**Task prompt**
In your copy, drop the images and return each record exactly as it stands.

**Information given**
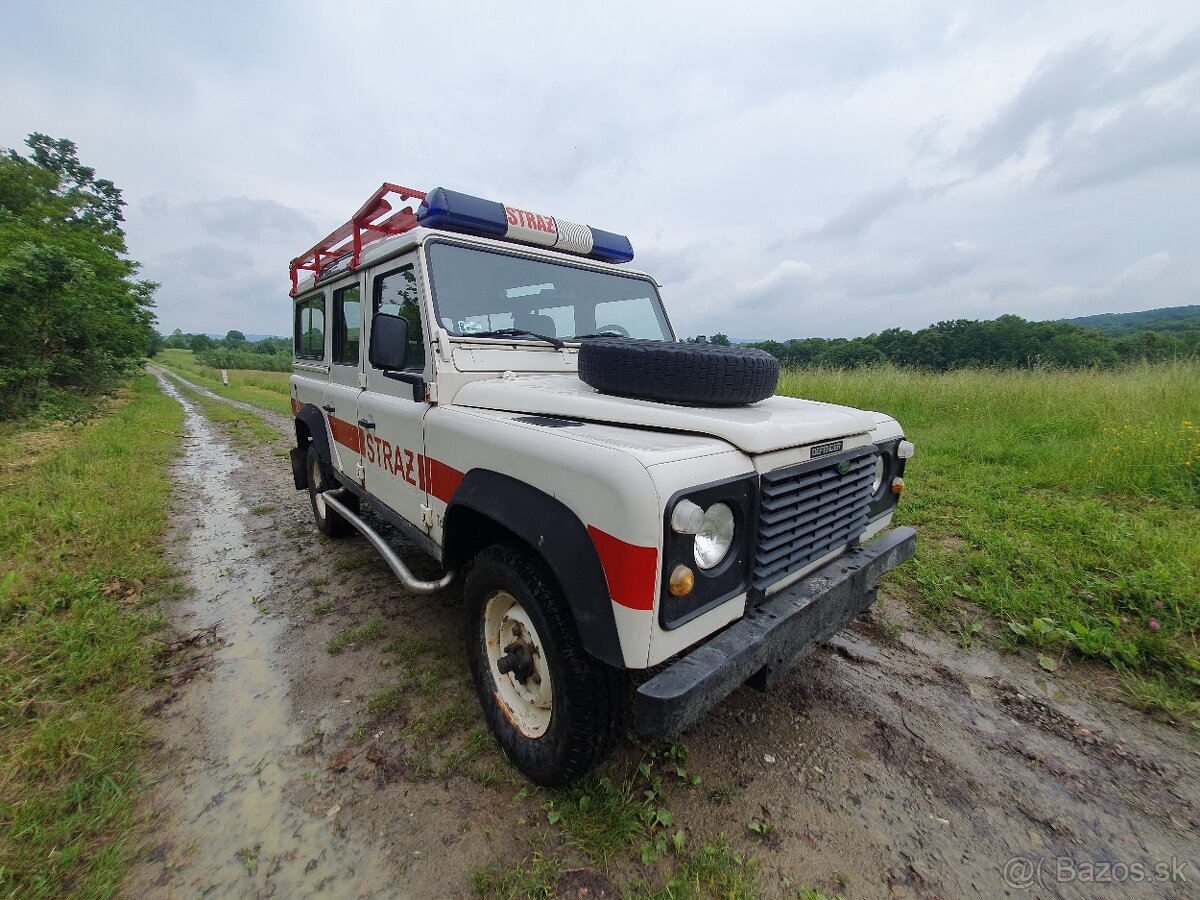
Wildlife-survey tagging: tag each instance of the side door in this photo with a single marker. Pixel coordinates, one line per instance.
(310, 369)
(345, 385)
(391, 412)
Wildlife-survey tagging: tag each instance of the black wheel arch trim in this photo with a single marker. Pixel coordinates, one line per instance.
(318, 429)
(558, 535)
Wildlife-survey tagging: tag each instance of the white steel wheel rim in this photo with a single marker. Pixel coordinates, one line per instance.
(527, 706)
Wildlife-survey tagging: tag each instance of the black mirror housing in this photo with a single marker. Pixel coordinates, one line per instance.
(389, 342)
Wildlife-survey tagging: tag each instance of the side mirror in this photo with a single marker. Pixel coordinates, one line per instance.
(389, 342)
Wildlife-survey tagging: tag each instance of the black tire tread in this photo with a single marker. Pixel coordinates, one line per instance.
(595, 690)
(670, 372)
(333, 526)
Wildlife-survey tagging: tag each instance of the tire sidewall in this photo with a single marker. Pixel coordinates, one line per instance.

**Result of the task**
Wildlife-survey tagging: tag each instance of the side door in this photo with a single marker. Pixel coordinates, one line per instance.
(310, 369)
(345, 385)
(391, 412)
Wildlife-survey tagging: tag each instance of the black wheel arch trim in this photo with a single marker. Pixel coordinates, one line per instance.
(318, 429)
(558, 535)
Wildlife-survey tagging: tag each instance of the white steel wheel rim in this photo with a single marker. Pixel coordinates, one line per instance.
(527, 706)
Wildlife-survey tagging: tag each instance of the black mirror housing in this photo with a single marker. Pixel coordinates, one line per instance.
(389, 342)
Wildlife-survey tagging: tag each instance of the side mirror in this photo with a single marker. Pixel coordinates, one line per instance.
(389, 342)
Wildlife-survey tagging: tag each instance of the black tire tread in this photo with a single marker. Pixel coordinates, one line per instance.
(595, 690)
(670, 372)
(333, 526)
Wildlife-survey tagging: tag each instance of the tire sidewall in this photo with a single marker. Pixel coordinates, one line per instance.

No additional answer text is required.